- [Activity list]
a: In the study summary on traditional remedies for sick children, how many herbalists supplied additional data?
b: Write what comes next in the study summary on traditional remedies for sick children, starting after its final sentence.

- [Passage provided]
# # # #
The purpose of the study was to explore how the practice interacts with health seeking behaviour
of households in the event of a child falling ill as well as circumstances that contribute to the
practice.
The study was necessitated by complains from the District Health Management Team and other
health personnel, that the use of traditional preparations to manage ailments in children was
having adverse effects on their health.
The major tool used was a household questionnaire administered to 162 households, selected
randomly, from six communities. Additional data was collected from ten herbalists by using a
specially designed interview schedule. Narrative representations of illness (illness stories) were
also collected from 16 households and analyzed.
One important finding was that a new pattern of health seeking behaviour is emerging among
households that use traditional childcare practices as well as modem health care facilities.
# # # #
- [Supplied material]
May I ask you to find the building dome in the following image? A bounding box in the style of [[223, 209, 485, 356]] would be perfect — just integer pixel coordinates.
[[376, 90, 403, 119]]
# # # #
- [Task results]
a: Ten herbalists.

b:
Findings have shown that in the event of a child falling ill, households first employ their known
traditional treatment procedures. If these fail, they bypass herbalists in their communities and
send the children to a modem health care facility. However, if they are still not satisfied with the
care, especially in chronic illness, then a health seeking web evolves, in which households visit
the herbalists, go back to hospital and use their own known treatments. This finding seems to
disagree with some earlier findings, particularly those of Melrose, which indicated that about
sixty one percent of mothers take their ill children first to a herbalist before seeking care at a
modem health care facility.
It was also found that communities have their own classification of which ailments of children
are “hospital ailments”, for which they seek hospital care. Fractures and boils among children are
not considered suitable for modem medical care. Athsma and Unossified fontannele are two
conditions of children that are exclusively cured satisfactorily with traditional medicines by either
households or the herbalist.
Though the pharmacological aspects of herbal medicaments used in treating children’s ailments was
not studied, the use of substances such as goats’ excreta, clay and ginger as additives to preparations
for enema, were subjectively viewed, by the researcher, as potentially dangerous to the health of
children. Sharing of syringes used for enema among children was another practice accompanying
childcare that was seen as potentially dangerous.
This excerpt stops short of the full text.